(Page excerpt)
July 31, 2008 12:46AM
This new toolhead allow RepRap to manipulate surface mount components. If a milling head and solder paste dispenser could be added to RepRap then production of the required PCBs could be fully automated(except you'll still have to solder on the non SMT components).

How it works:
a small vacuum pump creates suction in the blunt tip needle to pick up SMT components and the gear motor rotates the component into the proper position.

6 20 mm M3 cap screws
3 35 mm M3 cap screws
1 10 mm M2 screw, or whatever screw will couple with the shaft on the GM3 gear motor
1 18 gauge blunt tip dispenser needle
1 magnetic rotary encoder and magnet retrofitted GM3 gear motor
1 meter of 4 mm diameter aquarium tubing $0.43
a low vacuum pump, possibly a reversed aquarium air pump

1. connect the part named pnpdisk2 to the motor drive shaft

2. stick the 4 mm aquarium tubing into the blunt tip dispenser needle and put this into the part called pnpdisk1

3. attach pnpdisk1 to pnpdisk2 with the 20 mm M3 cap screws
4. attach the magnetic rotary encoder to the part called pnpclamp with 20 mm M3 cap screws

5. attach gear motor to clamp with 35 mm M3 cap screws
6. attach clamp to x carriage
open | download - pnpdisk1.stl (248.8 KB)
open | download - pnpdisk2.stl (282.3 KB)
open | download - pnpclamp.zip (30.8 KB)
Re: Pick and Place toolhead, STL files included!
August 22, 2009 03:00PM
Did you ever see how a real industry grade pick and place robot works?
All the machines i've seen so far use some kind of camera where the toolhead moves over to measure the exact position of the part on the vacuum head before it gets placed onto the board. As far as i understood this is mainly needed for components that get delivered in tubes or trays, where the position of the component is not 100% guaranteed. For stuff that get delivered in belts, it depends on the type of belt, but usually the components have a little bit of play in the belt, so the camera is needed too. The only components i remember do not need a position feedback are the standard surface mount capacitors/resistors, as they are seated pretty tight in the belts.

Try to position a 0.5mm pitch circuit if it has a 0.5mm positional play when it gets picked up... you see the problem i'm referring to?

So, to really have a working SMD pick and place machine, you need a camera with enough resolution to measure the components position, analyze the picture and then compensate the target position to get a good result... good luck with that part of the project. winking smiley
Re: Pick and Place toolhead, STL files included!
August 23, 2009 05:14AM
You might be able to get away with some sort of optical gate. This would be an opto interrupter that the tip of the toolhead moved through. It could figure out the position of the part (or even if it was there at all) by the timing of when the light was blocked. This would take considerably less programming complexity than a camera would.

(Given entries)

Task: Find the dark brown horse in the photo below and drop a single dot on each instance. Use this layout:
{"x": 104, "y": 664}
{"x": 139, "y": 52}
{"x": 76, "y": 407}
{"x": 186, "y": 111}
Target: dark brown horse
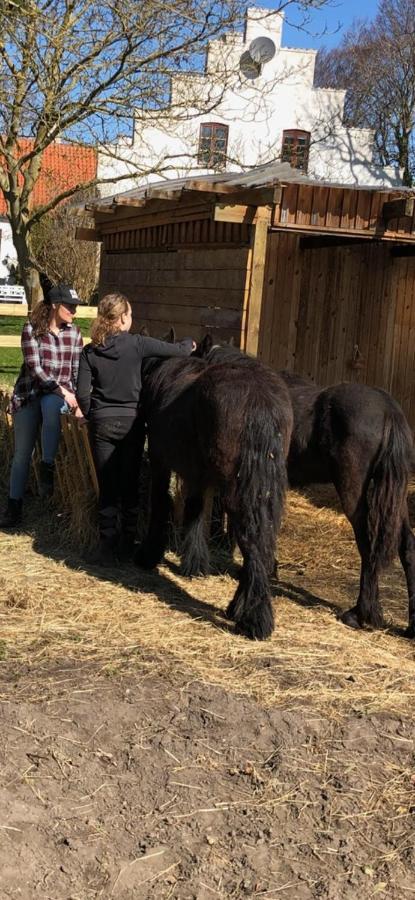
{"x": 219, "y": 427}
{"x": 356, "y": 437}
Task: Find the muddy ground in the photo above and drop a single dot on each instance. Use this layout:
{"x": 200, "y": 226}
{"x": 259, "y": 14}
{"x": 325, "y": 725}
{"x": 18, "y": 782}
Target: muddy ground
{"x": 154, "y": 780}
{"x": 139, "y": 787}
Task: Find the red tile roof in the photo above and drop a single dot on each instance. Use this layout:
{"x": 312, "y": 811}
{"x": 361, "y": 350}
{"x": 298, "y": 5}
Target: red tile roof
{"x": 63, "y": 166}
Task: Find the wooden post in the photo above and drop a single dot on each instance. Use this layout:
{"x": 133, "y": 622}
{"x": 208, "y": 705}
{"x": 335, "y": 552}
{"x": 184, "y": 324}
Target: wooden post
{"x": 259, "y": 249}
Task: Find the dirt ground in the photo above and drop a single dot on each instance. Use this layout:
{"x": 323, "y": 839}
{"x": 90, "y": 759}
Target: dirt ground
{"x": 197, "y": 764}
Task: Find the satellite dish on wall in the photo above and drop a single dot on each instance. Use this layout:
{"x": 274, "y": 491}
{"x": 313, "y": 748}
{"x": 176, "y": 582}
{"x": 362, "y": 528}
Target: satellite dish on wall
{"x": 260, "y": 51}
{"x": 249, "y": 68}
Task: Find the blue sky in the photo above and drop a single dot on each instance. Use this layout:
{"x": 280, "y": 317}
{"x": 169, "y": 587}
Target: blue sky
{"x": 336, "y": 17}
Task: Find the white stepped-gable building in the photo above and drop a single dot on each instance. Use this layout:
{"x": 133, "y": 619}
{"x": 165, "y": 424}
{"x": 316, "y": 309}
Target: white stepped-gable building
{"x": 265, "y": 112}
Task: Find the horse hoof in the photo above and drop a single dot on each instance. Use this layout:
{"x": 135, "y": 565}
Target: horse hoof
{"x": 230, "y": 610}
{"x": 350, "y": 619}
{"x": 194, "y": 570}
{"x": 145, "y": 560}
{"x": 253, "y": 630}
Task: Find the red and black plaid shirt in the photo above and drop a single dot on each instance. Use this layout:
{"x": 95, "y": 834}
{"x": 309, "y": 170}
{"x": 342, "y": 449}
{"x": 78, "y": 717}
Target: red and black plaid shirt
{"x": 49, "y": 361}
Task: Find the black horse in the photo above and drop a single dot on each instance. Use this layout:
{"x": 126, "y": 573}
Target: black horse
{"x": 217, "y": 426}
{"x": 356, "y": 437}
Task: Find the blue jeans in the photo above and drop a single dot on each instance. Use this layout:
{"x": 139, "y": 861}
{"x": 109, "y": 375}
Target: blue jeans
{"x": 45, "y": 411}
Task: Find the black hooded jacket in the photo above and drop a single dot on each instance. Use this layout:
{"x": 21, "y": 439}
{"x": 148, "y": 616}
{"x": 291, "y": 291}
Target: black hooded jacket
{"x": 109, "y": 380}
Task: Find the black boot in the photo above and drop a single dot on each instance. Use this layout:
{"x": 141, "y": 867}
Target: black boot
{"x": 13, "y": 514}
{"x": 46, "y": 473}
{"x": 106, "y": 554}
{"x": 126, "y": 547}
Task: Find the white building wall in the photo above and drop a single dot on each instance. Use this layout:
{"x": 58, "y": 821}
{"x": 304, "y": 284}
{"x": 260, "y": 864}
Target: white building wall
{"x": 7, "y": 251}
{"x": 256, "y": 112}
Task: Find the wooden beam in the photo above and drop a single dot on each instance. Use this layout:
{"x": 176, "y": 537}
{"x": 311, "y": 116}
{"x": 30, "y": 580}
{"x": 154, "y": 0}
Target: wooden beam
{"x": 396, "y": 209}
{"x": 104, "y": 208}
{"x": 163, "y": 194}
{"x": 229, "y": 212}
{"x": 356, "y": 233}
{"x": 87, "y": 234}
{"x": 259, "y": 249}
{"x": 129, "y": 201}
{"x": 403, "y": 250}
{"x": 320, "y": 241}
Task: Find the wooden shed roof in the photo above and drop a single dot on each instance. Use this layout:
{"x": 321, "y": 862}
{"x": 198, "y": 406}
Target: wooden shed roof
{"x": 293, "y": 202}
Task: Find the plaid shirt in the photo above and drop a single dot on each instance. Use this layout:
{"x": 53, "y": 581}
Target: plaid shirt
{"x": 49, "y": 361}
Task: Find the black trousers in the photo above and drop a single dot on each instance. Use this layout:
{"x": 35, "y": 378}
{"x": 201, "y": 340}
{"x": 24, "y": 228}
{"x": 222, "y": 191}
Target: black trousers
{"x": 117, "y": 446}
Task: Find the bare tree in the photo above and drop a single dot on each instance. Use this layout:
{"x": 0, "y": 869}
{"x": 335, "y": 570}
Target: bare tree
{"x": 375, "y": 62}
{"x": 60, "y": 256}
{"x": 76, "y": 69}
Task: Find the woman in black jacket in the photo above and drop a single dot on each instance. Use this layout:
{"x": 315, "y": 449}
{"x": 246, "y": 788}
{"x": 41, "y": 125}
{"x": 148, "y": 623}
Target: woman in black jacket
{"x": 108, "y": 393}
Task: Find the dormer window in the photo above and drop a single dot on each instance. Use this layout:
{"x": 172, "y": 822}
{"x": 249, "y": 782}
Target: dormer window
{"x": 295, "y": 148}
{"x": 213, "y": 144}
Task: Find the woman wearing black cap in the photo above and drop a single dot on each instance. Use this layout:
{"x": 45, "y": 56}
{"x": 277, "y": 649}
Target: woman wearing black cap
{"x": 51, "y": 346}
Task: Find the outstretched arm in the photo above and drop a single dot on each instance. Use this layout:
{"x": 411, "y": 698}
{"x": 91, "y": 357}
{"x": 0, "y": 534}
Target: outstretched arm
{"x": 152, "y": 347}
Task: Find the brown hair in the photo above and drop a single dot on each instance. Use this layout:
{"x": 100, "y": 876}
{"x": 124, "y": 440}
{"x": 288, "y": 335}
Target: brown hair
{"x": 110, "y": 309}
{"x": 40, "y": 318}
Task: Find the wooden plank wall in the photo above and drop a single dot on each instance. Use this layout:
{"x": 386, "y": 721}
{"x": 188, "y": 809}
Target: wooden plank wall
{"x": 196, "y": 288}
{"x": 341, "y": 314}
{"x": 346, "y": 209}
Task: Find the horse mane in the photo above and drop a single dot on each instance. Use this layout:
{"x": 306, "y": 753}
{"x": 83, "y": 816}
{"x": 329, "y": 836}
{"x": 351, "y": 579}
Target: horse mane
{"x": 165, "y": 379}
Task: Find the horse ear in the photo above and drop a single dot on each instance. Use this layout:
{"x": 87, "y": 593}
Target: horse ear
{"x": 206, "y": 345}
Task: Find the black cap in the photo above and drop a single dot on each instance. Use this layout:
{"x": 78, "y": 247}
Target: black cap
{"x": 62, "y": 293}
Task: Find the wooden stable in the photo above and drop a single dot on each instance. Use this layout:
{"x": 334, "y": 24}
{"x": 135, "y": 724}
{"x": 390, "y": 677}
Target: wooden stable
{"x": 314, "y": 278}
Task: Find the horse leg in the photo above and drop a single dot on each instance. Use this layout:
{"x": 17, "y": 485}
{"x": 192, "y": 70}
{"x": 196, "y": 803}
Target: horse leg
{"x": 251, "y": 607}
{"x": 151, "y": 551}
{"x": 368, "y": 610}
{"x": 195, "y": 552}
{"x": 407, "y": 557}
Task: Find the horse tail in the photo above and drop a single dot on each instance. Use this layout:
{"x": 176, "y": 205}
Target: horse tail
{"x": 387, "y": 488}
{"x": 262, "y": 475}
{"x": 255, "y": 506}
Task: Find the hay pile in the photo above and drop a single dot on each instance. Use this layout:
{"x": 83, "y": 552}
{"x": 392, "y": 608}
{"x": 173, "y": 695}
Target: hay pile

(Exercise tasks)
(a) In the pick and place toolhead thread, translate this sentence into Spanish: "This would take considerably less programming complexity than a camera would."
(b) In the pick and place toolhead thread, what screws attach the gear motor to the clamp?
(c) According to the pick and place toolhead thread, why are standard surface mount capacitors and resistors the only components that do not need position feedback?
The items have no role in what is asked here.

(Answers by task)
(a) Esto requeriría una complejidad de programación considerablemente menor que la que requeriría una cámara.

(b) The gear motor is attached to the clamp with 35 mm M3 cap screws.

(c) They sit pretty tightly in their belts, so their position is reliable when they are picked up. Other components in tubes, trays, or belts can have some play, so a camera is needed to measure their exact position.